§ **PROBLEMS TO WORK ON**
A: Copy out the passage of the egg-preserving thread starting with "My friend sent" and going on through "worked well also.".
B: Name every distinct username that posts in the egg-preserving thread.
C: Answer these questions from the egg-preserving thread:
(i) What has *Andi used in much the same way?
(ii) In which month would lotsoflead's family buy a case or gross of eggs for the root cellar?
(iii) After how long were lotsoflead's frozen eggs still edible?

# Preserving Eggs



## cybergranny (Mar 11, 2011)

My friend sent me this link today about saving eggs. No dehydrating, freezing, cooking and drying.......Preparedness Pro » Blog Archive » Eggsactly Right


----------



## *Andi (Nov 8, 2009)

I have used lard much in the same way, which worked well also.

Thanks for posting.:2thumb:


----------



## rwc1969 (Jul 13, 2009)

That's interesting, thanks. I'll have to give it a try with a few eggs.


----------



## snappy1 (Sep 2, 2010)

Wonder if that works as well down South. Even keeping them as cool as possible with no refrig., I have my doubts. Guess I will try it when we get moved.


----------



## *Andi (Nov 8, 2009)

snappy1 said:


> Wonder if that works as well down South. Even keeping them as cool as possible with no refrig., I have my doubts. Guess I will try it when we get moved.


A root cellar or a spring house in the south ... should work.


----------



## lotsoflead (Jul 25, 2010)

I'm going to try it with a dozen this morning.
before many people had refrigeration we would buy a case or gross of eggs in Nov to store in the root cellar to use all winter, if the water trick had been heard of, we didn't know about it, that's where bad eggs will float if they're no good.we went by the smell, but we also sold and traded eggs so they were not a problem on the farm.

I have broke eggs one at a time, stirred it a little with 1/4 ts P of salt, put them in ice cube trays and frooze them, they were edible after six months, but not very tasty.


----------



## cybergranny (Mar 11, 2011)

§ **COLLECTED MATERIAL**
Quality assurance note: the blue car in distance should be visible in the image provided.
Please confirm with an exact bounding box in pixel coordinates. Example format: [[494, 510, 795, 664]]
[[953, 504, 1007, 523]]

§ **WRITTEN ANSWERS**
A:
My friend sent me this link today about saving eggs. No dehydrating, freezing, cooking and drying.......Preparedness Pro » Blog Archive » Eggsactly Right


----------



## *Andi (Nov 8, 2009)

I have used lard much in the same way, which worked well also.

B:
cybergranny
*Andi
rwc1969
snappy1
lotsoflead

C:
(i) Lard
(ii) November
(iii) Six months